TEXT TO READ
Born April 30, 1927 on his father’s farm in Victoria, P.E.I., David MacGregor Boswell would quickly establish his lasting interest and proficiency in a variety of athletic competitions. By 1946 David Boswell was acknowledged to be one of Canada’s top quarter milers. His Island record of 49.7 seconds in the 440 yards, which he set in 1947, is one of the two oldest standing provincial track records.
It was at college that Boswell’s combination of athletic skills and innate intelligence was able to shine. He captained the Mount Allison University Track Team in the 1947-48 season. While at Dalhousie University, he became that excellent institution’s first and only Four Letter man in intercollegiate sport, becoming the only student to win a gold “D” from Dalhousie in one year. The sports he tackled were track and field, football, hockey and boxing, in which he was an intercollegiate finalist.
This former Maritime College Quarter and Half-mile Champion and record breaker also took part in the Canadian Pre-Olympic Trials in 1948, where he won the 400 metre race. A member of the 1949 Charlottetown Abbies, who were Maritime Senior Track and Field Champions, David Boswell was a Canadian Finalist in the British Empire Games Trials that year.

SET PROBLEM A
Could you rewrite the part of the records that opens with the line containing "Batch job #47 — class: sunlight" and closes with the line containing "386;0;531;95", requests included, shifting every box coordinate in the answers up by 57?
The records have no connection to the David Boswell biography.

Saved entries
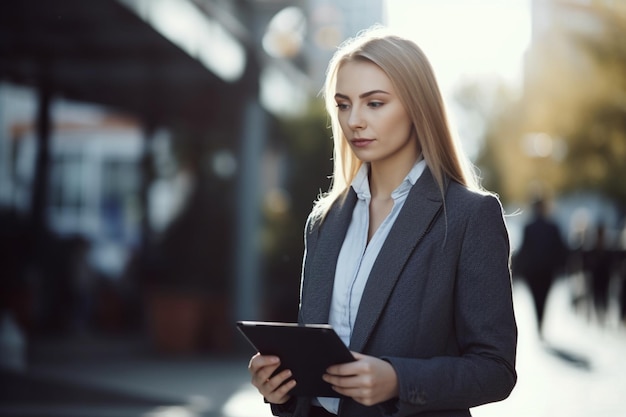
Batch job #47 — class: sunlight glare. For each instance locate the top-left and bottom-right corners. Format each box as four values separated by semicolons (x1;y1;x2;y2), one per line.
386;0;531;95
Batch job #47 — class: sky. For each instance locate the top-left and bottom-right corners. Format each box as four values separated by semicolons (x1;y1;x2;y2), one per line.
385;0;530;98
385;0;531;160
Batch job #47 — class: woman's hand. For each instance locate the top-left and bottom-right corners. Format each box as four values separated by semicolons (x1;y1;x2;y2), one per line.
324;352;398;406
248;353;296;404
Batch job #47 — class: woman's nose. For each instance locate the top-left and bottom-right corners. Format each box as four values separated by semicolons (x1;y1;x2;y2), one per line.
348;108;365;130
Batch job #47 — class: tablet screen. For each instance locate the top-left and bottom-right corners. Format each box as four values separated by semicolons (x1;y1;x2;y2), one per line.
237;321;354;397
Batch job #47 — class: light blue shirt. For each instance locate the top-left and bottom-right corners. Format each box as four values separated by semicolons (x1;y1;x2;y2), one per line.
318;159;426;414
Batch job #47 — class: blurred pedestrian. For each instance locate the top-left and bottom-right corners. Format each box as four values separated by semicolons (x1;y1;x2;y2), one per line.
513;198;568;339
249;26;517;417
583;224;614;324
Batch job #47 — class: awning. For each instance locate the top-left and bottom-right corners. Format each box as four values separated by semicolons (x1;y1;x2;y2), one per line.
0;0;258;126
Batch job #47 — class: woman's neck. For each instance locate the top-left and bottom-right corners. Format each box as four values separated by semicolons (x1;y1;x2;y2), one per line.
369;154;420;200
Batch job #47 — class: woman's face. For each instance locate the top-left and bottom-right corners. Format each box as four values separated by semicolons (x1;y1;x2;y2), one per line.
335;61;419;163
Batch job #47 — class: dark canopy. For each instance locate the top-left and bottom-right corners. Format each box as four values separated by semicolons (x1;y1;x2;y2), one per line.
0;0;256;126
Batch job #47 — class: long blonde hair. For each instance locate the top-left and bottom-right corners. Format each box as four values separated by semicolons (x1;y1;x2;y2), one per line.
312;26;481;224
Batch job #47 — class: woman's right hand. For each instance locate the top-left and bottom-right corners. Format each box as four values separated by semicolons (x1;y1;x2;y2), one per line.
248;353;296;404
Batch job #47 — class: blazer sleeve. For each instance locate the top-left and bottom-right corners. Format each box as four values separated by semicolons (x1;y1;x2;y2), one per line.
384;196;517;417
==
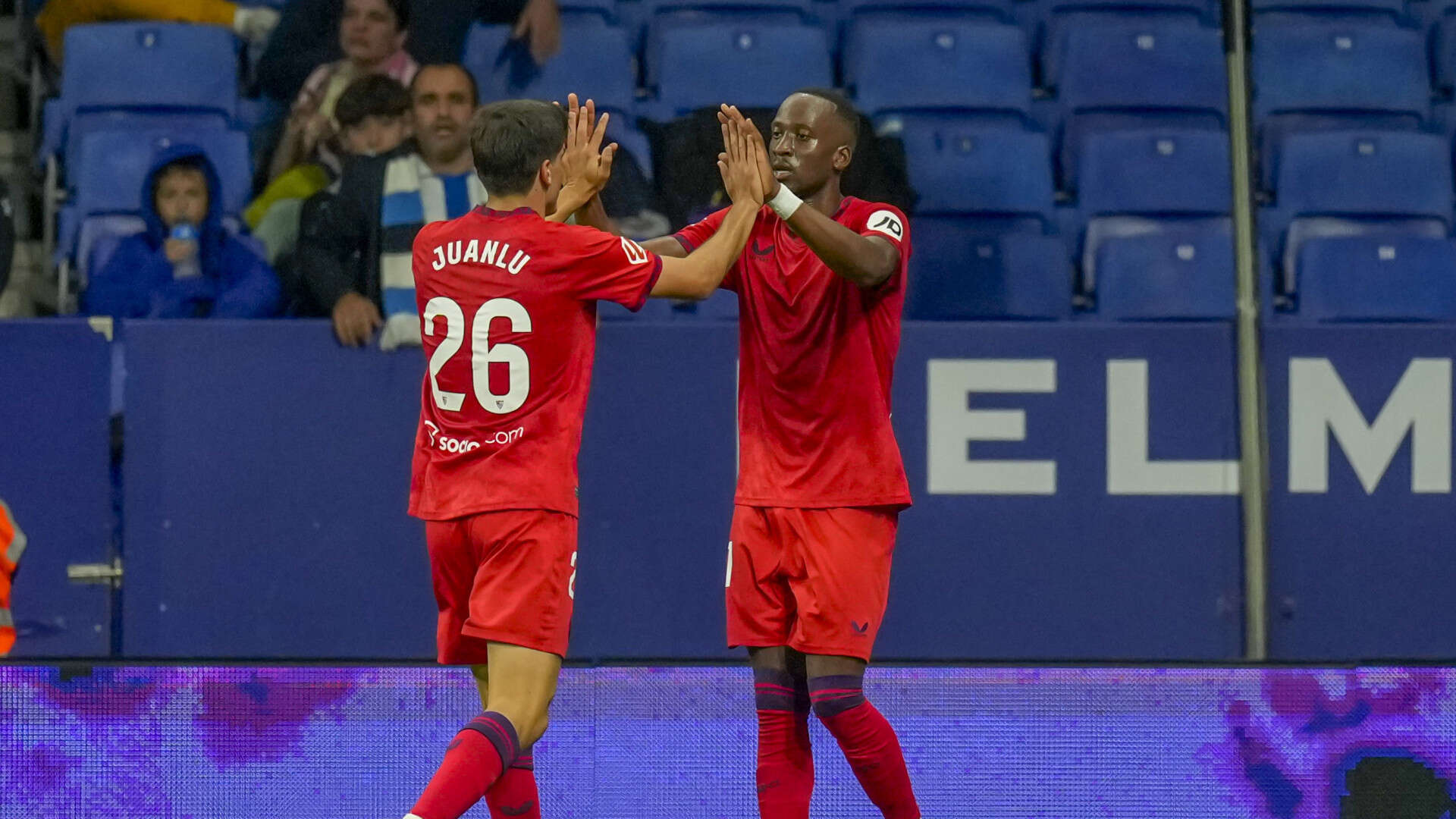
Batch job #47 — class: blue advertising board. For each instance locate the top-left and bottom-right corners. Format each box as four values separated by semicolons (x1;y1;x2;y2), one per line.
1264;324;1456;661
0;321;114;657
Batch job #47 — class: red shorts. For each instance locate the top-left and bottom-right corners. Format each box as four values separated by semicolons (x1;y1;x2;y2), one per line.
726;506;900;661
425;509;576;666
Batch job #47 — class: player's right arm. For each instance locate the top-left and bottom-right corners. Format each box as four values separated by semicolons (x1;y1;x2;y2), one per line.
==
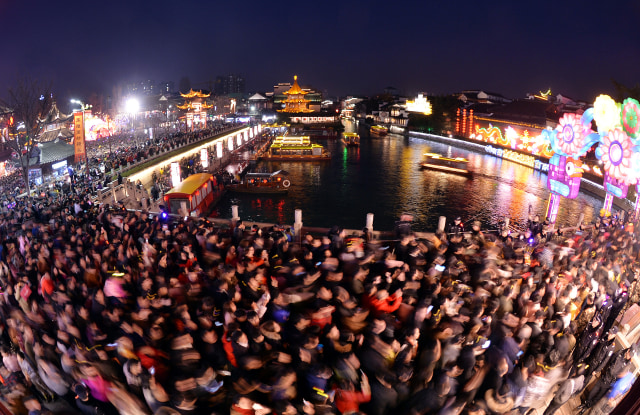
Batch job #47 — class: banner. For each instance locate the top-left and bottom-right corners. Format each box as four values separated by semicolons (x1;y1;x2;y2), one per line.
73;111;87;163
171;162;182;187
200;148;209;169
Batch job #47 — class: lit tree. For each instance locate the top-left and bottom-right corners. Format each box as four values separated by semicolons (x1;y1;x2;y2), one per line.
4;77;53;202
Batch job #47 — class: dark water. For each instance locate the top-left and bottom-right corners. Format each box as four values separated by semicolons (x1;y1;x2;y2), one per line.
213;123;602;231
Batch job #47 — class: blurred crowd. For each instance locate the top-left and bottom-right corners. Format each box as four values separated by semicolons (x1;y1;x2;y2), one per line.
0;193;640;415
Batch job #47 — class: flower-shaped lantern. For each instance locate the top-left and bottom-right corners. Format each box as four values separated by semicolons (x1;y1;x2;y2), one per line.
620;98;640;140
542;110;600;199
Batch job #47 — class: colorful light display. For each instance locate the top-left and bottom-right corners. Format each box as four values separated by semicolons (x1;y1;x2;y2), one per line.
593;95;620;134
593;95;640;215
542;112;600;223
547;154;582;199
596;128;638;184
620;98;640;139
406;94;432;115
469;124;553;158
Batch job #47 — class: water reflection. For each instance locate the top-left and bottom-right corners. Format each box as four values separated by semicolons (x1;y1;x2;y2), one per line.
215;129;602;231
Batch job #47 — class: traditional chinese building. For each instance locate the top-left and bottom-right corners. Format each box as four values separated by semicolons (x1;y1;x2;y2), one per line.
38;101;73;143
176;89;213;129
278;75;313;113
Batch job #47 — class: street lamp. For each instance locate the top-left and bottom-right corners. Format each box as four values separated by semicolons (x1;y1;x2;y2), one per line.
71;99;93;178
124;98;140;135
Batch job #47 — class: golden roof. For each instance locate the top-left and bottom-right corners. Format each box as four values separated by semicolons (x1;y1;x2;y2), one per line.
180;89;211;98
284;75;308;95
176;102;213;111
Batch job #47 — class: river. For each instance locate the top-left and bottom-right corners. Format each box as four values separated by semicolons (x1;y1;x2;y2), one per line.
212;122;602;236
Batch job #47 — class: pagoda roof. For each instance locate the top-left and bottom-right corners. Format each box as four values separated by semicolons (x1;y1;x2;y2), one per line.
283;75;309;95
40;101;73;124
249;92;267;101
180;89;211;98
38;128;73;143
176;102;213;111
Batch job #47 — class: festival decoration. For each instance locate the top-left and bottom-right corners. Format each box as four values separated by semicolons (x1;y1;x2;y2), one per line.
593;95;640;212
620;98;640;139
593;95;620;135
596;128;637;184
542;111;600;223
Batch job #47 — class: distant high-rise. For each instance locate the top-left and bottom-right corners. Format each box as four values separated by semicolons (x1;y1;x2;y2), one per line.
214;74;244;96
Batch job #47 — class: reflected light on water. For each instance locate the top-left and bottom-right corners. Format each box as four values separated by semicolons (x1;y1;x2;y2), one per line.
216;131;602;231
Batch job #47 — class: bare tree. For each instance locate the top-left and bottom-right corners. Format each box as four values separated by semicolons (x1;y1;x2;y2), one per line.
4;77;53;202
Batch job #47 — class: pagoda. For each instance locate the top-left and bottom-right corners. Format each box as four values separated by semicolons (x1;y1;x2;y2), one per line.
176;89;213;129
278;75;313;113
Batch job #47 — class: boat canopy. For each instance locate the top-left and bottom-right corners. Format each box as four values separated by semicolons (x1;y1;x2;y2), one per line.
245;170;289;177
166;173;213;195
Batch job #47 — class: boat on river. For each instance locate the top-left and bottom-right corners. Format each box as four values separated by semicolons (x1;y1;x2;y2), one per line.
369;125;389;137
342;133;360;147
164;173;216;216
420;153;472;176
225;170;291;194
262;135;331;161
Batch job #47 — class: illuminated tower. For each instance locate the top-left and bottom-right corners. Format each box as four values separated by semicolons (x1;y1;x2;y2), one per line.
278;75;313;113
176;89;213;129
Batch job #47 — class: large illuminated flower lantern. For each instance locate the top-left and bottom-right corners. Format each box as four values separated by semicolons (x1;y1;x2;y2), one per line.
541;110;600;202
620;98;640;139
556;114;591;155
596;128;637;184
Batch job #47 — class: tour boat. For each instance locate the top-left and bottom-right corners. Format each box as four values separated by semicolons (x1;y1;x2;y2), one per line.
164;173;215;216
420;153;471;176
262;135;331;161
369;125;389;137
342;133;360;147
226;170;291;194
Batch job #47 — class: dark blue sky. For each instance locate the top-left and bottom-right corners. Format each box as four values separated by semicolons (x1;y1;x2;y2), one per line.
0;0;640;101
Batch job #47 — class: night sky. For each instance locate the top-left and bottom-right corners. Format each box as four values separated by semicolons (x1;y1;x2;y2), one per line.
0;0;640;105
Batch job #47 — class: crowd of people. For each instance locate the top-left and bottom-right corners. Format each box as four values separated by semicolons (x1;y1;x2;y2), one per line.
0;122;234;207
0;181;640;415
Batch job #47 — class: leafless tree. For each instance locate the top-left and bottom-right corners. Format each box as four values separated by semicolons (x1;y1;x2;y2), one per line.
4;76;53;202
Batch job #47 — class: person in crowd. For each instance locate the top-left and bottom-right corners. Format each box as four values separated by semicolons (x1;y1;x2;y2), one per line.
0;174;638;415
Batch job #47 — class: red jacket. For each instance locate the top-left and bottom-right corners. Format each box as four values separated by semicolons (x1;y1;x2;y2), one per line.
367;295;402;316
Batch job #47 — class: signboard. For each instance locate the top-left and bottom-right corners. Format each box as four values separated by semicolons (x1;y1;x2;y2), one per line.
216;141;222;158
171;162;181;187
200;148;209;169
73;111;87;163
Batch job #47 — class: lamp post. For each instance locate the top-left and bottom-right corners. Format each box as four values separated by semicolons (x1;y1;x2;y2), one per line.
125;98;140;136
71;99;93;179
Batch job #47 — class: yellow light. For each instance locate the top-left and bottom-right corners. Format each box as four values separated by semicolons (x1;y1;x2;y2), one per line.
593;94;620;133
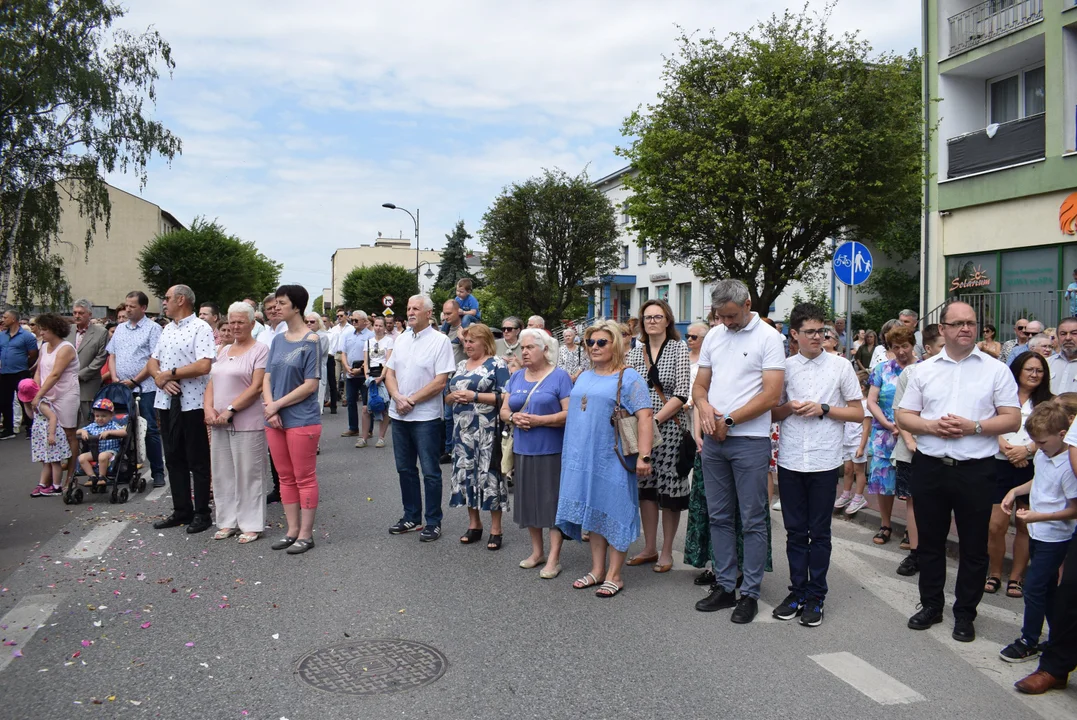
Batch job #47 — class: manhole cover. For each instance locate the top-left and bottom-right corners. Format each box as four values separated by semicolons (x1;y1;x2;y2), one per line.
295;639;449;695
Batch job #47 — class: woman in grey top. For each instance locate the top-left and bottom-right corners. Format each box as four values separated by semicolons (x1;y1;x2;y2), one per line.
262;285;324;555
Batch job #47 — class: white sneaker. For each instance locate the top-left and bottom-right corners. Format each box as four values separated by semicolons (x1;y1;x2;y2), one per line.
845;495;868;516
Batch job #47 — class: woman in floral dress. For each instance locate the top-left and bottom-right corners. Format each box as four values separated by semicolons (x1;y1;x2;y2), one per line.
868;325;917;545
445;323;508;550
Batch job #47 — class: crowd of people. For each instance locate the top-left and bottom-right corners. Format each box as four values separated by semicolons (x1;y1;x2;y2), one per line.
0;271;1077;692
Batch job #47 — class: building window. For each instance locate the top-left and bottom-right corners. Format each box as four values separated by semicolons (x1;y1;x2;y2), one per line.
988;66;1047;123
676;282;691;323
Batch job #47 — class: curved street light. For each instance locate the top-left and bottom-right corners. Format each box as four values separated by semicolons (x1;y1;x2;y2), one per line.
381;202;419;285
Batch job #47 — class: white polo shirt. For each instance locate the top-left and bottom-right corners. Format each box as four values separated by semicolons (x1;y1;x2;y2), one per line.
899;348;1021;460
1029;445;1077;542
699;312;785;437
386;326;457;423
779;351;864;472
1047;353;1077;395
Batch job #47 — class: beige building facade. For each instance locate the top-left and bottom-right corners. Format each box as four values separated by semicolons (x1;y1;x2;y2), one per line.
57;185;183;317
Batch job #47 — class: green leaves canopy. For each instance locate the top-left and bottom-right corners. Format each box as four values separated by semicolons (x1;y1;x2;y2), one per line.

SET PROBLEM B
Would you copy the part of the David Boswell biography that opens with the words containing "Born April 30, 1927" and closes with the words containing "provincial track records."?

RESULT A
Batch job #47 — class: sunlight glare. For each instance locate the top-left and bottom-right corners. Format each box as four values separated by semicolons (x1;y1;x2;y2), one per line.
443;57;588;152

RESULT B
Born April 30, 1927 on his father’s farm in Victoria, P.E.I., David MacGregor Boswell would quickly establish his lasting interest and proficiency in a variety of athletic competitions. By 1946 David Boswell was acknowledged to be one of Canada’s top quarter milers. His Island record of 49.7 seconds in the 440 yards, which he set in 1947, is one of the two oldest standing provincial track records.